===== Source material

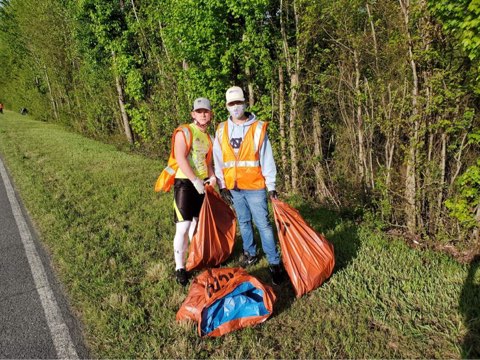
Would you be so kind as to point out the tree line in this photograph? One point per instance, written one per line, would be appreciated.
(373, 105)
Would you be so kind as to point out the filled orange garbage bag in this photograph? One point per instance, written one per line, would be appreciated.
(307, 256)
(226, 299)
(214, 237)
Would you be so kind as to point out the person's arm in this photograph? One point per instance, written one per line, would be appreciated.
(180, 149)
(218, 161)
(267, 163)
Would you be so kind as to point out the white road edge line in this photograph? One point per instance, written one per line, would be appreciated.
(58, 329)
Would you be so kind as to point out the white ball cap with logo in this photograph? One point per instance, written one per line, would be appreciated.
(234, 93)
(202, 103)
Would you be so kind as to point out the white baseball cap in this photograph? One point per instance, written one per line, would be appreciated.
(202, 103)
(234, 93)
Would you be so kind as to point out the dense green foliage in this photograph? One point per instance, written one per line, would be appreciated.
(110, 238)
(373, 104)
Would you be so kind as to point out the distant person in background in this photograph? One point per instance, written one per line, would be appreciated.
(195, 169)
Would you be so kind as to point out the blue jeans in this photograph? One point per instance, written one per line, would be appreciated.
(250, 204)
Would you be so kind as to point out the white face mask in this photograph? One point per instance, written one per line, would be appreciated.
(237, 111)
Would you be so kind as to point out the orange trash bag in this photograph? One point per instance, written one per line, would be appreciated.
(226, 299)
(308, 256)
(214, 237)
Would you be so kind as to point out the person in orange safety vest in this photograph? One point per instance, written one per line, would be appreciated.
(192, 149)
(245, 169)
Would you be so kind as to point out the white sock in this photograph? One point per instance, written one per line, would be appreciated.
(180, 243)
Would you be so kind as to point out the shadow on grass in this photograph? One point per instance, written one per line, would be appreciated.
(470, 308)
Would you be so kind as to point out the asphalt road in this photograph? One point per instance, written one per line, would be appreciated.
(35, 318)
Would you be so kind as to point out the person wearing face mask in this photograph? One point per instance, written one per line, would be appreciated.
(245, 169)
(194, 170)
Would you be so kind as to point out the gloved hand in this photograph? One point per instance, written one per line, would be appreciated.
(199, 185)
(212, 181)
(272, 194)
(226, 196)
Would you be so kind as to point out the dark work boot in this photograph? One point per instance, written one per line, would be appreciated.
(248, 259)
(278, 274)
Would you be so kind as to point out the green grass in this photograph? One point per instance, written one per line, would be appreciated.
(110, 237)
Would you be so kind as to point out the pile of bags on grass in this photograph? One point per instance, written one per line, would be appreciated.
(221, 300)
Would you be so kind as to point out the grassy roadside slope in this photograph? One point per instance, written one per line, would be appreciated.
(110, 237)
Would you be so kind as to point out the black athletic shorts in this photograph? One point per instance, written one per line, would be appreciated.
(187, 200)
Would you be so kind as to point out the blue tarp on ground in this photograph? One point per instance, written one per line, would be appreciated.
(244, 301)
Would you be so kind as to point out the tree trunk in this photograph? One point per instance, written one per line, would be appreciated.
(411, 208)
(52, 99)
(121, 103)
(362, 160)
(294, 83)
(251, 98)
(321, 190)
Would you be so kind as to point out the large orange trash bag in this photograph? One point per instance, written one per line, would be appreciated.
(226, 299)
(214, 238)
(307, 256)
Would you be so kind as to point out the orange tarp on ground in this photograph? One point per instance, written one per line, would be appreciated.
(227, 299)
(308, 256)
(213, 241)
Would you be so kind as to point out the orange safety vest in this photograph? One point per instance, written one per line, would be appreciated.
(242, 170)
(167, 177)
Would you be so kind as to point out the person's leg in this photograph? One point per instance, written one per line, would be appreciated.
(180, 243)
(257, 201)
(192, 228)
(244, 218)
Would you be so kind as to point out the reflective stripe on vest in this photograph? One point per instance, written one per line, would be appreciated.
(230, 164)
(242, 169)
(170, 170)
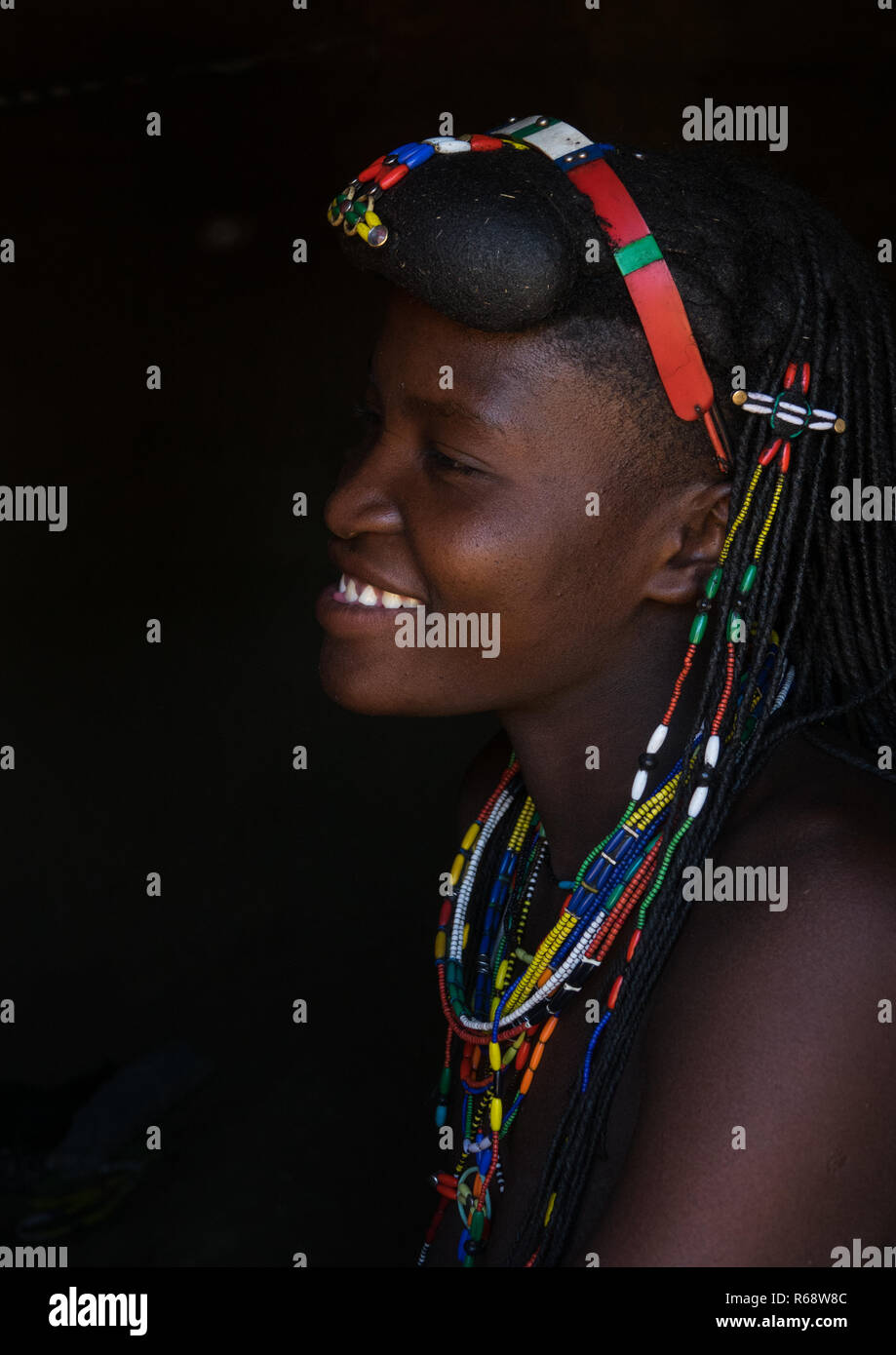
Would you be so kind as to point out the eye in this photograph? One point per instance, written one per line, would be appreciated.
(441, 462)
(369, 420)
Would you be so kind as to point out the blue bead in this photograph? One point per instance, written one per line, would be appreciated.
(417, 156)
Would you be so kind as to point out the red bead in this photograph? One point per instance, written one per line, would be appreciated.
(480, 142)
(392, 175)
(371, 169)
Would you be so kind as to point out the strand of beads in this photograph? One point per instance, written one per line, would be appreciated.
(600, 885)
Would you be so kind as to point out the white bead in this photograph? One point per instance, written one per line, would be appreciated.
(450, 144)
(656, 739)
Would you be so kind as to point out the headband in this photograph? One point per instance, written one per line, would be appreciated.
(636, 252)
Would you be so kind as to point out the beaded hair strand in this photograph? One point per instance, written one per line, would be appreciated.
(825, 590)
(781, 612)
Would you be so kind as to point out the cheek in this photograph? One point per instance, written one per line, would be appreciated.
(551, 570)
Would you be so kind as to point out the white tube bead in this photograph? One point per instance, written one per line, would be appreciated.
(657, 739)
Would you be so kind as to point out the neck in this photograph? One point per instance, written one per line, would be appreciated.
(615, 712)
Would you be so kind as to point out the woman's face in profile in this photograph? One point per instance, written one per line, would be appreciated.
(471, 495)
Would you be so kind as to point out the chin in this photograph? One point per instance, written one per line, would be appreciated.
(409, 686)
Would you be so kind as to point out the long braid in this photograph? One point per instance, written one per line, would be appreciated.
(833, 600)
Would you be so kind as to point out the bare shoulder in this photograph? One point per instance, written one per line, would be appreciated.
(770, 1049)
(482, 777)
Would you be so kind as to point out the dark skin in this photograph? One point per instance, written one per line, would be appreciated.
(760, 1019)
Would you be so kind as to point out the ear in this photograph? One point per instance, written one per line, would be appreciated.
(687, 541)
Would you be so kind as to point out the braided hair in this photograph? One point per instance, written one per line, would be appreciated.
(767, 277)
(811, 295)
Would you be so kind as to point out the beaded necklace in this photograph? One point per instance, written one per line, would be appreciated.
(625, 871)
(520, 1011)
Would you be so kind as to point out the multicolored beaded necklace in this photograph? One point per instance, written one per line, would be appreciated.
(487, 1001)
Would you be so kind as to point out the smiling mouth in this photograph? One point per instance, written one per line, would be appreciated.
(357, 591)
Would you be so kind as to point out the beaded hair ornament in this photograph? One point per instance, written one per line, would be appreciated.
(496, 996)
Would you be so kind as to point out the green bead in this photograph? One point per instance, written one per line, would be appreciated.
(749, 579)
(698, 628)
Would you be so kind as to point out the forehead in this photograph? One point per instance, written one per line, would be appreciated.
(422, 351)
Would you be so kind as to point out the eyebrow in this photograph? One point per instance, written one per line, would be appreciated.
(448, 408)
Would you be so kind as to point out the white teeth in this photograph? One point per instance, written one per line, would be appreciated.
(355, 590)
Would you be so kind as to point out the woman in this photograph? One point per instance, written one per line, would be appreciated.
(702, 955)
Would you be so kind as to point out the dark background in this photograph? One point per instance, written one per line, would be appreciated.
(277, 885)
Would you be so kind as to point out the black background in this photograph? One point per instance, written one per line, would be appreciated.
(176, 757)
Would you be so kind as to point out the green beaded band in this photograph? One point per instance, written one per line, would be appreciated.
(639, 252)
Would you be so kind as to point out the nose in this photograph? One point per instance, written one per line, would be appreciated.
(364, 499)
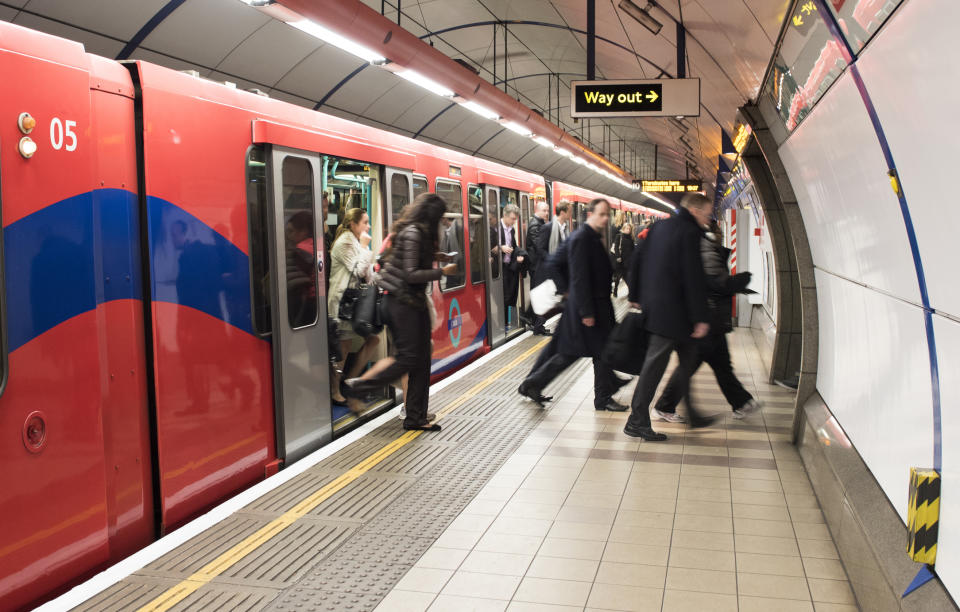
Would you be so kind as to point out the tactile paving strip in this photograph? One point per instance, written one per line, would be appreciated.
(351, 550)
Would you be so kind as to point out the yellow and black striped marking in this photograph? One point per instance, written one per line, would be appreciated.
(923, 515)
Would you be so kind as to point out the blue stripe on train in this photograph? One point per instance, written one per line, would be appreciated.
(194, 265)
(52, 271)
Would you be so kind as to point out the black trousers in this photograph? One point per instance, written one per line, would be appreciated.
(714, 350)
(410, 327)
(655, 363)
(549, 366)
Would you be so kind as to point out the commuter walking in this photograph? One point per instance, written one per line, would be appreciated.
(721, 287)
(622, 251)
(667, 282)
(549, 238)
(351, 263)
(535, 258)
(407, 271)
(588, 314)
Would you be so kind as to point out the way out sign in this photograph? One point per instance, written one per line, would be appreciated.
(646, 98)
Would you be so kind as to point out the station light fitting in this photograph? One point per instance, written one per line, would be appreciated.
(481, 110)
(425, 82)
(341, 42)
(519, 129)
(641, 15)
(543, 142)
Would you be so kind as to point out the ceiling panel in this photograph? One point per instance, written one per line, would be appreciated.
(205, 31)
(126, 17)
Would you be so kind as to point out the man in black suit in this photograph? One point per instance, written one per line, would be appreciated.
(535, 258)
(667, 282)
(513, 257)
(587, 316)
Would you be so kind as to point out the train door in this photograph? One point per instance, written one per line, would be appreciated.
(496, 315)
(526, 213)
(399, 193)
(300, 352)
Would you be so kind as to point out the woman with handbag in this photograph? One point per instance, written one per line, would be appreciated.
(351, 264)
(622, 251)
(407, 271)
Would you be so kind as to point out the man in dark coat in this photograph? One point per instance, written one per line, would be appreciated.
(713, 349)
(535, 258)
(588, 315)
(667, 282)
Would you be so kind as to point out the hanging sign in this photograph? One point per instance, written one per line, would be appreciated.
(646, 98)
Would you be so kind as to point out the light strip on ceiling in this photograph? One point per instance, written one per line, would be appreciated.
(330, 37)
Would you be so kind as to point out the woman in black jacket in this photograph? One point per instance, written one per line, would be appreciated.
(622, 250)
(406, 274)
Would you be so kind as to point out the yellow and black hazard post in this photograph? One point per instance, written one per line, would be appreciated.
(923, 515)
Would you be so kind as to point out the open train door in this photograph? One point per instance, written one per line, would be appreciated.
(496, 313)
(301, 364)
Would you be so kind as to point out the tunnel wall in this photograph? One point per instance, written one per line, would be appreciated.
(877, 371)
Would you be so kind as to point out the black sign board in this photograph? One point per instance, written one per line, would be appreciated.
(635, 98)
(677, 186)
(619, 98)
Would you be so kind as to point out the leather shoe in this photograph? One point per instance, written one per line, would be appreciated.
(644, 432)
(612, 406)
(536, 396)
(702, 422)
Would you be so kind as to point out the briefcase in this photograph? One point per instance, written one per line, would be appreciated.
(626, 345)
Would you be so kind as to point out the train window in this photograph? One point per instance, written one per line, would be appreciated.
(259, 226)
(451, 232)
(493, 222)
(475, 208)
(399, 194)
(419, 185)
(299, 211)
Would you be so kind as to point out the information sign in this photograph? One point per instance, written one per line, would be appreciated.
(680, 186)
(646, 98)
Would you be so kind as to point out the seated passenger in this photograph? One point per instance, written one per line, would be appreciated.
(351, 263)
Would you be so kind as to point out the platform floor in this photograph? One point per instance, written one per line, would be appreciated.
(512, 507)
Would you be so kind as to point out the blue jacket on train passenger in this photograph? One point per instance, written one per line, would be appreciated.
(590, 276)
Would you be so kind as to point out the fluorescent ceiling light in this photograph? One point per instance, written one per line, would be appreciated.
(642, 15)
(483, 111)
(543, 142)
(425, 82)
(519, 129)
(331, 37)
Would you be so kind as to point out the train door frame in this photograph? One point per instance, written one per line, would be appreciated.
(496, 318)
(301, 375)
(389, 173)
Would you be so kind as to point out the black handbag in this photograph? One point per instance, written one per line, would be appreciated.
(367, 312)
(348, 303)
(626, 346)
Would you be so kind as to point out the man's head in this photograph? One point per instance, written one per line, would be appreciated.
(598, 214)
(543, 210)
(510, 214)
(700, 207)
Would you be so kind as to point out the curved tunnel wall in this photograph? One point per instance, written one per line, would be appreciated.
(875, 361)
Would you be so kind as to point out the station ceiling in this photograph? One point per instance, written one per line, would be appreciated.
(528, 46)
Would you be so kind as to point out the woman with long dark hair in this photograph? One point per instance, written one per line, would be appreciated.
(407, 271)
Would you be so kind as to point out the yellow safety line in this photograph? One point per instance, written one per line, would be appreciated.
(181, 591)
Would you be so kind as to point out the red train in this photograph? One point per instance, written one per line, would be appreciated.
(157, 353)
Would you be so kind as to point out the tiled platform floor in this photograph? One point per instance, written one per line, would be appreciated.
(583, 518)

==========

**Your assignment**
Extract, verbatim, the lines from the one containing "the yellow safety" through the last line of the listing above.

**Response**
Would you be so kind as to point out the yellow safety line in this photograph? One point per instance, written one per line, would be appreciated.
(181, 591)
Would you be so kind as to point out the red train in this photograph? One point per instance, written one per line, would be appreciated.
(157, 353)
Would you be so kind as to point out the tiled platform floor in this photograph? One point per instance, written one per line, would be appreciated.
(583, 518)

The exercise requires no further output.